TASKS TO CARRY OUT:
(a) In the MVS catalog text, what is the name of the current catalog structure?
(b) Summarize the MVS catalog text in two sentences.
(c) Reproduce the MVS catalog text from "Over the course" up to and including "cataloged in it.".

TEXT SEGMENT:

*-*-*

Catalog - Mainframe Programming : muraleedharan.com

Catalog - MVS Systems Programming >>

By Thierry Falissard (France)

Catalogs are used by MVS to locate datasets when a task attempts to allocate them without supplying their volume serial number; they hold records of the volume(s) on which each cataloged dataset exists. All allocations of VSAM datasets and SMS-managed datasets must go through the relevant catalog, and in this case the catalog also holds other information - for VSAM datasets, for example, this includes the physical location of each extent of the dataset on the disk, DCB-type information, and much more (this information is held in the VTOC entry, also known as the DSCB, for non-VSAM DASD datasets). This section looks briefly at the logical and physical structure of catalogs and how the catalog management process works.

Over the course of MVS's history, catalogs have gone through a number of different structures. The current flavour is known as ICF (Integrated Catalog Facility), and I shall concentrate on ICF catalogs here, though I will make a few comments on the earlier flavours in passing (the predecessors to ICF catalogs were known as VSAM catalogs, and the previous generation as CVOLs).

Logical Catalog Structure

Each MVS system must have a master catalog, and there will usually also be a number of lower-level catalogs known as user catalogs. All catalog searches begin by searching the master catalog, and many major system datasets must be cataloged in it.

*-*-*

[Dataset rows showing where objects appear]
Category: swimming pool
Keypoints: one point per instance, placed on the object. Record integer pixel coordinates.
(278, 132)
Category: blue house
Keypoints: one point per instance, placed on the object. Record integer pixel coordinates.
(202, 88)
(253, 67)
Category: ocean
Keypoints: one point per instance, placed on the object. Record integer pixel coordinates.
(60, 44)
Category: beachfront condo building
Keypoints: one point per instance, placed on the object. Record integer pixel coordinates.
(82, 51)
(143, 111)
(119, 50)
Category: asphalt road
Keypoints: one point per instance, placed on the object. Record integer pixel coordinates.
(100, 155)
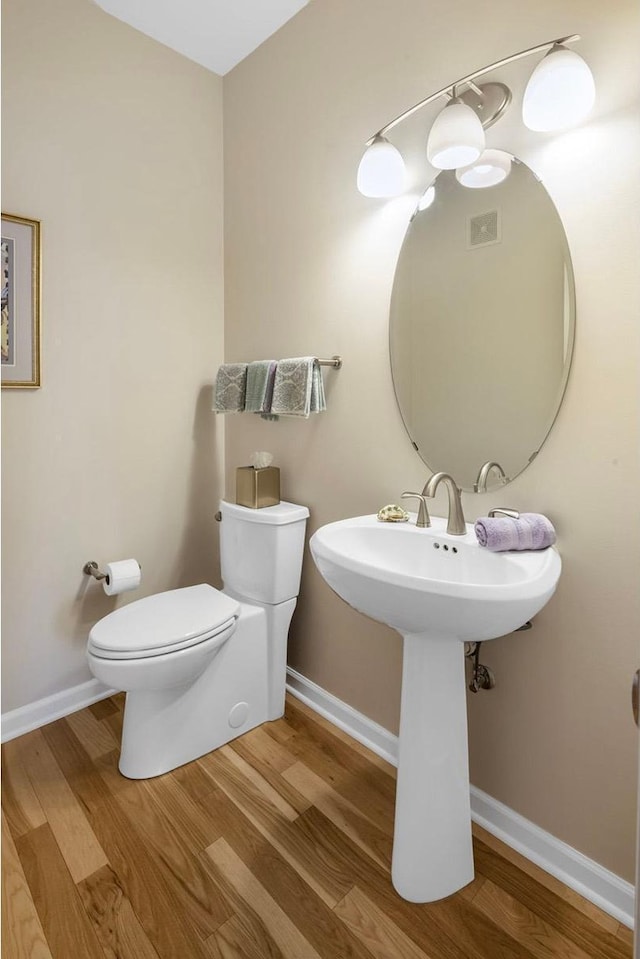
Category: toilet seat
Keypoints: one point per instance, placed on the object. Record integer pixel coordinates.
(164, 623)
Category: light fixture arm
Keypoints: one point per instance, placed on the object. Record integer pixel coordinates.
(446, 91)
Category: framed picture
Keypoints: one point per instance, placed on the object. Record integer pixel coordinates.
(20, 247)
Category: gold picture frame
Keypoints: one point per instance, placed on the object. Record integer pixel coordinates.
(21, 296)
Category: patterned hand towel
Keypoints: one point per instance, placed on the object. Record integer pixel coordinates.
(231, 387)
(298, 389)
(500, 533)
(256, 399)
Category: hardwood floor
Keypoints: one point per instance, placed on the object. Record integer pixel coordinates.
(276, 846)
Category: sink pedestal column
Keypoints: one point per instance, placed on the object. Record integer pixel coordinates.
(432, 852)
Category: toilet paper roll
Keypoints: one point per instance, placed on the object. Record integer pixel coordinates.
(123, 575)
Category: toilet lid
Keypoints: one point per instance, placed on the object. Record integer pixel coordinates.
(158, 624)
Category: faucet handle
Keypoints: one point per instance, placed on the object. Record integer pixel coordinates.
(423, 519)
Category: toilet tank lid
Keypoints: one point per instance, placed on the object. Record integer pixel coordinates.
(278, 515)
(164, 619)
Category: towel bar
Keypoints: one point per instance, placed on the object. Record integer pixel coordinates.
(335, 362)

*-*-*

ANSWER LIST:
(a) ICF (Integrated Catalog Facility)

(b) MVS uses catalogs to locate datasets that are allocated without a volume serial number, and all allocations of VSAM and SMS-managed datasets must go through a catalog, which for VSAM datasets also holds information such as the location of each extent and DCB-type details. The current catalog structure is ICF, and each MVS system must have a master catalog, where all catalog searches begin, usually along with lower-level user catalogs.

(c)
Over the course of MVS's history, catalogs have gone through a number of different structures. The current flavour is known as ICF (Integrated Catalog Facility), and I shall concentrate on ICF catalogs here, though I will make a few comments on the earlier flavours in passing (the predecessors to ICF catalogs were known as VSAM catalogs, and the previous generation as CVOLs).

Logical Catalog Structure

Each MVS system must have a master catalog, and there will usually also be a number of lower-level catalogs known as user catalogs. All catalog searches begin by searching the master catalog, and many major system datasets must be cataloged in it.